**Your instructions:** Filter the data for lines with the word "capital", then copy every line so identified.

**Records shown:**
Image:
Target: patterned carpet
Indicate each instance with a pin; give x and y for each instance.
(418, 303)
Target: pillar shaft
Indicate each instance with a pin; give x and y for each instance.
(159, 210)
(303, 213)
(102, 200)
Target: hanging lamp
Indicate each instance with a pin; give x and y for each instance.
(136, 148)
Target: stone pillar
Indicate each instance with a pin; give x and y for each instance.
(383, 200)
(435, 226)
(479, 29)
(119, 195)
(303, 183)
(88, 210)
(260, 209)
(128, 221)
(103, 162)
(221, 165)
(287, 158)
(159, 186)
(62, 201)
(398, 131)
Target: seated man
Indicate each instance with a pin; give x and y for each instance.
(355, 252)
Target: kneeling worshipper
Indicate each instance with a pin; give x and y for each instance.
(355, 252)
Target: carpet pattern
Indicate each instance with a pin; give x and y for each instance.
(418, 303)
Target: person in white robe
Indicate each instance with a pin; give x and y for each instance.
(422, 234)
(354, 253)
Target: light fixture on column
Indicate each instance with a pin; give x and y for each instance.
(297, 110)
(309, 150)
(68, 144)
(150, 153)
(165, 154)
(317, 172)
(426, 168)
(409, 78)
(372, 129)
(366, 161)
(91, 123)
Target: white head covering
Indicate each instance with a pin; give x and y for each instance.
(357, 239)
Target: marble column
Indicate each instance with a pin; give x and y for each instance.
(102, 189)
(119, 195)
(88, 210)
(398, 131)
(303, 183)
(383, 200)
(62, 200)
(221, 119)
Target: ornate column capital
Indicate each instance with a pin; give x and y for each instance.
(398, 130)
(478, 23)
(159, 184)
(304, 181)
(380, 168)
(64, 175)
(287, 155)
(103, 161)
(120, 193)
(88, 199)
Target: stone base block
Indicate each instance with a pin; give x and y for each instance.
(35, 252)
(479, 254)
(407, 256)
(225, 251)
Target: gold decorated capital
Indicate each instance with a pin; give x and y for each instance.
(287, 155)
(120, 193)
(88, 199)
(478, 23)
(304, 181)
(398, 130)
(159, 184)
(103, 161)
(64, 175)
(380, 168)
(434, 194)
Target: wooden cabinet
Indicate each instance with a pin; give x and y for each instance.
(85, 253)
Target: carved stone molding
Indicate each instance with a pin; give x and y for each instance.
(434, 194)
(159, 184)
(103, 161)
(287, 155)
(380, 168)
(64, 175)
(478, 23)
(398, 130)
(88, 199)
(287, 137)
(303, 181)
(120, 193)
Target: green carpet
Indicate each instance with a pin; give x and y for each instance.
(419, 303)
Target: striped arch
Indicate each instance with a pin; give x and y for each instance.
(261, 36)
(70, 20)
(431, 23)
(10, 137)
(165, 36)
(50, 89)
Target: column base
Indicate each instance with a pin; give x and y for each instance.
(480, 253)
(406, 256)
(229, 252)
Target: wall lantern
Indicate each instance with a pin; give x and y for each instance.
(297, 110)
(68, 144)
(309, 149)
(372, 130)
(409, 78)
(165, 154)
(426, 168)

==

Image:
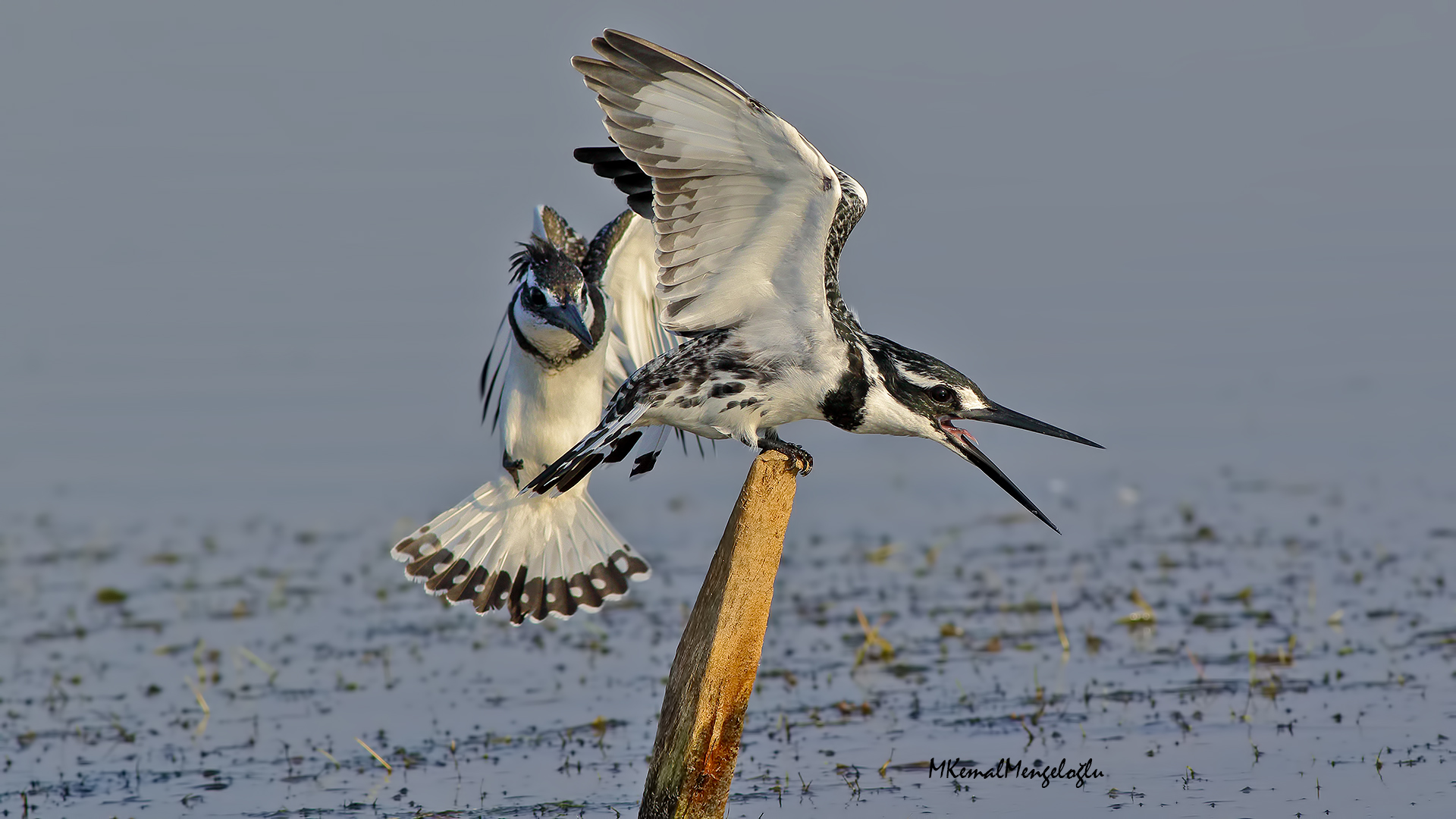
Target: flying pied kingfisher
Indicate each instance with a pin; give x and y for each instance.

**Written solution:**
Target: ornate column capital
Target: gold decorated capital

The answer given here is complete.